SHORT PROBLEM ::
Return the line containing "outline <item>stone column</item>" and all lines after it exactly; stop at the end of the material.
[Start of MATERIAL TO PROCESS]
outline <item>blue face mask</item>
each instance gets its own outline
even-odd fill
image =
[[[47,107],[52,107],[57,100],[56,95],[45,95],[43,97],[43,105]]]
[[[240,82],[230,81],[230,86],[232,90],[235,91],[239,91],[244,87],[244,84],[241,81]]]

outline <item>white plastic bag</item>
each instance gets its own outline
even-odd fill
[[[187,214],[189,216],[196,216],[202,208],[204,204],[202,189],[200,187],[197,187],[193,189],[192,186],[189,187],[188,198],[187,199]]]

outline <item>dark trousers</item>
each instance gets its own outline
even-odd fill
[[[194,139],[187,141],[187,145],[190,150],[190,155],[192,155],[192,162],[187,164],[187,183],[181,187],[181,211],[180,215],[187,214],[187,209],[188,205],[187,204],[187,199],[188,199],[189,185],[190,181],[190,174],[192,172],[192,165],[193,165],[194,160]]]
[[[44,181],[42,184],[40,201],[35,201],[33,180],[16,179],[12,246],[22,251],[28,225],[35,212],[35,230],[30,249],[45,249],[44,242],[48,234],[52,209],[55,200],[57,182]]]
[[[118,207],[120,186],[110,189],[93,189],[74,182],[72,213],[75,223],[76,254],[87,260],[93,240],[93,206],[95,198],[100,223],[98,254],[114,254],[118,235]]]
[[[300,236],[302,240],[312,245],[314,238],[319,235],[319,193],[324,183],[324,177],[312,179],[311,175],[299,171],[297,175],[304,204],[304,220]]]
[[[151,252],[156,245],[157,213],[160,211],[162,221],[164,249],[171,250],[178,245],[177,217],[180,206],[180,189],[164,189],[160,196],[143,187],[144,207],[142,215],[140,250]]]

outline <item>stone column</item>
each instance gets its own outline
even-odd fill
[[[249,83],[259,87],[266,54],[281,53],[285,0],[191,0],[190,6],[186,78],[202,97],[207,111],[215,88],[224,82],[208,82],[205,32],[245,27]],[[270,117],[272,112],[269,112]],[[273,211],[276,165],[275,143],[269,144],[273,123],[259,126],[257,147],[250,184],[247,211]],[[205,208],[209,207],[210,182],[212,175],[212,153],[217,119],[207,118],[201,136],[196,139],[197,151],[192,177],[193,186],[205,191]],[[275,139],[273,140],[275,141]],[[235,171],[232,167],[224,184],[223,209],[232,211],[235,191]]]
[End of MATERIAL TO PROCESS]
REPLY TO THE EXERCISE ::
outline <item>stone column</item>
each instance gets its own outline
even-odd fill
[[[249,83],[259,87],[266,54],[281,53],[285,0],[191,0],[190,6],[186,78],[202,97],[207,111],[215,88],[224,82],[208,82],[205,32],[245,27]],[[270,117],[272,112],[269,112]],[[273,211],[276,165],[275,143],[269,144],[273,123],[259,126],[257,147],[250,184],[247,211]],[[205,208],[209,207],[210,182],[212,175],[212,153],[217,119],[207,118],[201,136],[196,139],[197,151],[192,177],[193,186],[205,191]],[[275,139],[273,140],[275,141]],[[235,171],[232,167],[224,184],[223,209],[232,211],[235,191]]]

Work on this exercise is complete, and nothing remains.